[EXTRACT TO READ — start]

Autism Corner: Alexithymia and Emotion Recognition in Autism
[Source: Best Practice Autism.com]
Alexithymia is characterized by difficulties in identifying, describing, and processing one’s own feelings, often marked by a lack of understanding of the feelings of others, and difficulty distinguishing between feelings and the bodily sensations of emotional arousal. Alexithymia is not a formal clinical diagnosis and is best conceptualized as a dimensional personality trait that is normally distributed in the general population (with estimates of 10%) and varies in severity from person to person. However, there is evidence to suggest that it is associated with an increased risk for mental health problems. For example, several studies indicate that even in childhood, alexithymia and difficulties in the domain of emotion processing are positively related to internalizing problems such as anxiety and depression.

[EXTRACT TO READ — finish]
[RECORDS SUPPLIED — start]

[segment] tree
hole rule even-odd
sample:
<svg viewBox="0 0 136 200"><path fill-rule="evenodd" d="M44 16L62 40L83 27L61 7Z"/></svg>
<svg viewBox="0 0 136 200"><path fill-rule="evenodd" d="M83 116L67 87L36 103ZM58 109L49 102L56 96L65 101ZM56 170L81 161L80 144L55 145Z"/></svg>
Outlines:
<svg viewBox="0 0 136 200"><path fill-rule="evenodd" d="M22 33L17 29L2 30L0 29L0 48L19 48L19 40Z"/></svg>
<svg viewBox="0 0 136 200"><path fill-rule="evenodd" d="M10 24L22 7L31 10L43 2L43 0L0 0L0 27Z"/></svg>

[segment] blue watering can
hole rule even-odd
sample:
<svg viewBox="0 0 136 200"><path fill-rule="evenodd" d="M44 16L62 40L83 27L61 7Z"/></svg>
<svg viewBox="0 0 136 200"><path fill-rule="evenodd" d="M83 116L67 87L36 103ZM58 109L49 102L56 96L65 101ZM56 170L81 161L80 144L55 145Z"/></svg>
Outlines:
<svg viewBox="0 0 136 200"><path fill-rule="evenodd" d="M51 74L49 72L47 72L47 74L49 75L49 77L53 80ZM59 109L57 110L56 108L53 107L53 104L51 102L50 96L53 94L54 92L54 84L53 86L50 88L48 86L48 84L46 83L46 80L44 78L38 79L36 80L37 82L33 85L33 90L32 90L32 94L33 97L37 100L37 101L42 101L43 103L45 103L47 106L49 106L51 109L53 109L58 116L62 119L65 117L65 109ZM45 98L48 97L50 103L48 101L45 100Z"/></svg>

[RECORDS SUPPLIED — finish]

_ACTIVITY LIST_
A. Which internalizing problems does the passage on alexithymia give as examples?
B. Please continue the passage on alexithymia from its last sentence.
This data has no connection to the passage on alexithymia.

_NUMBERED ANSWERS_
A. Anxiety and depression.

B.
Research indicates that alexithymia overlaps with autism spectrum disorder (ASD). Although alexithymia is not a core feature of autism, recent studies have found varying degrees of this trait in 50 to 85% of individuals with autism ASD. The alexithymia trait appears to have the following properties: (a) it is more common in individuals with ASD than in the general population (b) it is more common in parents of individuals with ASD than in parents of individuals with another developmental disabilities, (c) it is stable over time in ASD, and (d) problems in the domain of emotion awareness are positively related to depression, anxiety, somatic complaints, worry and rumination. There is also evidence to indicate that the alexithymia trait might be part of the broader autism phenotype and a significant component of the emotion processing difficulties observed in ASD. It is uncertain whether the empathy deficit and problems of emotion recognition commonly attributed to individuals on the autism spectrum is a result of the disorder itself, or if it is due to the large co-occurrence (comorbidity) between alexithymia and autism.